Once the patient slides towards me on the bench, 
"Avanse. Avanse."  
"Papye, Souplé. (Paper, Please)"  
I skim it. "Li gen lafyèv? depi ki lè?"  
The mother looks at my translator Max, clearly I have a horrible accent.  Max says "Li gen lafyèv? depi ki lè? (She has a fever?  For how long?)"
  "Depi twa jou. (3 days). Epi li gen grip la. (and she has the flu (runny, stuffy nose)" 
Me again "Eske li gen yon vant fè mal? (does she have a belly ache?)" 
"Wi, li gen vant fè mal. (yes she has a belly ache) e li gen vè. (and she has worms.)"  
"li te gen vè nan twalèt li? (She had worms in her poop?)"
"Wi, e (several words I don't understand)" 
I look at Max.  "She said she is coughing up the worms, also."  
I examine the girl, telling her what I want her to do: "zòrèy,lòt zòrèy (ear, other ear), louvri bouch ou (open your mouth), respire, anko, anko, anko (breathe, again, again, again)"  She has an ear infection, I prescribe an antibiotic, worm medicine, Advil for pain and fever, and chewable vitamins.  Always vitamins. Even in this village, which looks relatively well-fed compared to where I have been. I write it on the paper.
"pote papye a nan famasi a. (take the paper to the pharmacy.)"

····················

| The task |
Set down the clinic exchange above word for word, everything from "I examine the" down to "on the paper.".

····················

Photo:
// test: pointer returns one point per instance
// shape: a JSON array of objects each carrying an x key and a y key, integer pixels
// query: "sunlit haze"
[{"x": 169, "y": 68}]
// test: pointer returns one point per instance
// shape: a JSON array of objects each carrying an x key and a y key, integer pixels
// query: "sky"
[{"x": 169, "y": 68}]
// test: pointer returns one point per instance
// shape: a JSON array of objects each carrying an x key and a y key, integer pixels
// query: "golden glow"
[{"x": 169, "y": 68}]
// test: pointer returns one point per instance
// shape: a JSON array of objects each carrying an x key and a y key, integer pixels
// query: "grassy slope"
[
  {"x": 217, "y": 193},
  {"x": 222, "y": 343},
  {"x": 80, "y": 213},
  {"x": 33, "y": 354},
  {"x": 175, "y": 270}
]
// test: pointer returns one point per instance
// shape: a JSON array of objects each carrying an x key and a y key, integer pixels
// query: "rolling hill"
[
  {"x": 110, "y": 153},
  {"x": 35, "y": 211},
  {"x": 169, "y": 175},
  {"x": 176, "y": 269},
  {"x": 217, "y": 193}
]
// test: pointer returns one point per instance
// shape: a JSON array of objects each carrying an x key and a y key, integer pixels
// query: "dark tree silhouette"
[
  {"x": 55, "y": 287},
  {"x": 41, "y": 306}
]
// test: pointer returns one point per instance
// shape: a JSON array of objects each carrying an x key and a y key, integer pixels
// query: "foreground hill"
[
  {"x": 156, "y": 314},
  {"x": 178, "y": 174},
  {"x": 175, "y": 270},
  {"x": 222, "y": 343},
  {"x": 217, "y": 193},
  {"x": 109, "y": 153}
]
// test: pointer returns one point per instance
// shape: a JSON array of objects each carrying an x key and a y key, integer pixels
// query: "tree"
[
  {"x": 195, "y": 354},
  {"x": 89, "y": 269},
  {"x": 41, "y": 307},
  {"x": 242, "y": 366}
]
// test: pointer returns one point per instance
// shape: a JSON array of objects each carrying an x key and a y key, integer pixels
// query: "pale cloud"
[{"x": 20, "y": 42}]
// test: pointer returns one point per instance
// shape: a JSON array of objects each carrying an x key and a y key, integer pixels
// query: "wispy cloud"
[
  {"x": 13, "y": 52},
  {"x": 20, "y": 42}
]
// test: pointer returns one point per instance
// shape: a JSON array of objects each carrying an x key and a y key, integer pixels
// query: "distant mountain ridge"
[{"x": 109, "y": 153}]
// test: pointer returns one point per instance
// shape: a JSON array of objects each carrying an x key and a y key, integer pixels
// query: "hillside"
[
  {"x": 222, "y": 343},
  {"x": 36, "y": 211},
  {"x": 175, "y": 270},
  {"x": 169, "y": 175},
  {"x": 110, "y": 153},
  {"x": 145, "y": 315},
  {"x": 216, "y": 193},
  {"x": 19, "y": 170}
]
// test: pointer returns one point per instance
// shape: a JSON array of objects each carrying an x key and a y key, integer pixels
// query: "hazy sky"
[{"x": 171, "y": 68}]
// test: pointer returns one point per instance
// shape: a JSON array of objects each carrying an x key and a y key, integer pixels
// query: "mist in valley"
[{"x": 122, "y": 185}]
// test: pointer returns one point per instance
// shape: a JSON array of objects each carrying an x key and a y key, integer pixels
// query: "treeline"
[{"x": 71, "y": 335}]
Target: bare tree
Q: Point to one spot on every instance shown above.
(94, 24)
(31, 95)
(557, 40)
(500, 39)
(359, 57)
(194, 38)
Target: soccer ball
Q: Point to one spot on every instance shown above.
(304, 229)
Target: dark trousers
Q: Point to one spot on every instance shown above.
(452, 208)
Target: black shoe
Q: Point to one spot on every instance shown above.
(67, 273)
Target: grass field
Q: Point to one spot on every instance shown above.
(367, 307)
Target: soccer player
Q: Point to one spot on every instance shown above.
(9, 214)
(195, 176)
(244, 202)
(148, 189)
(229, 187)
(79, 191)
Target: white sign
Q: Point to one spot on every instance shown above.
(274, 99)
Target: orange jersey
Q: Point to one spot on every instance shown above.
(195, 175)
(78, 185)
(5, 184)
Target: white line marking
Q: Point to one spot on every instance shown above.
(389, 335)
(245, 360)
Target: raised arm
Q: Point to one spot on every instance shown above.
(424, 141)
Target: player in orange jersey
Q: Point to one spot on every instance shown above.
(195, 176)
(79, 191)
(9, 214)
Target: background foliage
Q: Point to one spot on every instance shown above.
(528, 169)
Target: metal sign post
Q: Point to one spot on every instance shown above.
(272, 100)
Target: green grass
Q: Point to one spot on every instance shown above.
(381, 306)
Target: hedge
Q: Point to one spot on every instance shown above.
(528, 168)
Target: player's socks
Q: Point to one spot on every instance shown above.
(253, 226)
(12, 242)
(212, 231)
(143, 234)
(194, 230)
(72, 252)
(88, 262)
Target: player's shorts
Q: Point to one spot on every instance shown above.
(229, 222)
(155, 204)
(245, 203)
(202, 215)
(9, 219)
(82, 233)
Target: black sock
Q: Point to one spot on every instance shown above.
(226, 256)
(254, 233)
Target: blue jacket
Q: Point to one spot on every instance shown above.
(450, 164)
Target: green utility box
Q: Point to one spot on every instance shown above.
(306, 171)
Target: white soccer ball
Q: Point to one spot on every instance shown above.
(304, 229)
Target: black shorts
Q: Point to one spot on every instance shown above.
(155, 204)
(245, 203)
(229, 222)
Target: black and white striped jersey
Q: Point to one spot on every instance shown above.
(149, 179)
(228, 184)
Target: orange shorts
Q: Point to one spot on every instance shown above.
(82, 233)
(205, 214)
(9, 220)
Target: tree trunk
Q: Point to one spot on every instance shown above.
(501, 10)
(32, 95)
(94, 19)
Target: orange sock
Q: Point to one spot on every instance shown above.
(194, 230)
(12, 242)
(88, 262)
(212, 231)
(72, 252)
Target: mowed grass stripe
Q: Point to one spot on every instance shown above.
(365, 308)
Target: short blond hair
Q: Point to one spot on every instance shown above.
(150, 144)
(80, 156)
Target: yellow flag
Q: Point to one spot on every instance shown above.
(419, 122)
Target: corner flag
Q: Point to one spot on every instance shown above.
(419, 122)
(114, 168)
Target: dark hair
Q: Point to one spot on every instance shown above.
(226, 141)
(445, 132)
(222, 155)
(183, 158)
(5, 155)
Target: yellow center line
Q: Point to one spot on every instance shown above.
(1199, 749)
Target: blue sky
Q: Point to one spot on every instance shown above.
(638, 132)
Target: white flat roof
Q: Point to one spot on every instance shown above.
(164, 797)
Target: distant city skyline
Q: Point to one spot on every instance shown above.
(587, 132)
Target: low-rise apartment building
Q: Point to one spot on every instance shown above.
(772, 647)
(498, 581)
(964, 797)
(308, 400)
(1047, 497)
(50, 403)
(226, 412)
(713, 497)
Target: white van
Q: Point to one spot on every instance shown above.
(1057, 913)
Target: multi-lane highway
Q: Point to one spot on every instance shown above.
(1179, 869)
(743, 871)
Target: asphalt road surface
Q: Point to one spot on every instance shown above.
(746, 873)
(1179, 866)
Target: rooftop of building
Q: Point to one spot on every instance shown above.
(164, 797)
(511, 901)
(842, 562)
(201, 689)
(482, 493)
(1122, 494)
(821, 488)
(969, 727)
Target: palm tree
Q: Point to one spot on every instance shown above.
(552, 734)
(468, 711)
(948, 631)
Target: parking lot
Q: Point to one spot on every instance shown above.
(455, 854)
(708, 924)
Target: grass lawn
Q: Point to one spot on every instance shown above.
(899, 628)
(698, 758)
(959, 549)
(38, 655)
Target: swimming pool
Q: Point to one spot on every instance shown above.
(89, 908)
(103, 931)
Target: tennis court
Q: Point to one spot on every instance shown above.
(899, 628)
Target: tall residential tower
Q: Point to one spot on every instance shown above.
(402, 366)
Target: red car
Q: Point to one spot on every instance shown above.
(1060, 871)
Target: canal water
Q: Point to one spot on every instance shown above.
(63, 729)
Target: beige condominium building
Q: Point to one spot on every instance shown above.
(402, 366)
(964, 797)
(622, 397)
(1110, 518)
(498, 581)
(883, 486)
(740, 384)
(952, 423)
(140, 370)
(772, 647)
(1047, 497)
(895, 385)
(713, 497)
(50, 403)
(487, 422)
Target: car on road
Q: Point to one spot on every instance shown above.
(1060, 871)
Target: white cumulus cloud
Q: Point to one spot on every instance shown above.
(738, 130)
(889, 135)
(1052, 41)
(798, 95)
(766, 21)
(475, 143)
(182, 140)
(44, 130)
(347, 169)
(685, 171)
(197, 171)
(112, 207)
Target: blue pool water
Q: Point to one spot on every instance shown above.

····················

| Answer space |
I examine the girl, telling her what I want her to do: "zòrèy,lòt zòrèy (ear, other ear), louvri bouch ou (open your mouth), respire, anko, anko, anko (breathe, again, again, again)"  She has an ear infection, I prescribe an antibiotic, worm medicine, Advil for pain and fever, and chewable vitamins.  Always vitamins. Even in this village, which looks relatively well-fed compared to where I have been. I write it on the paper.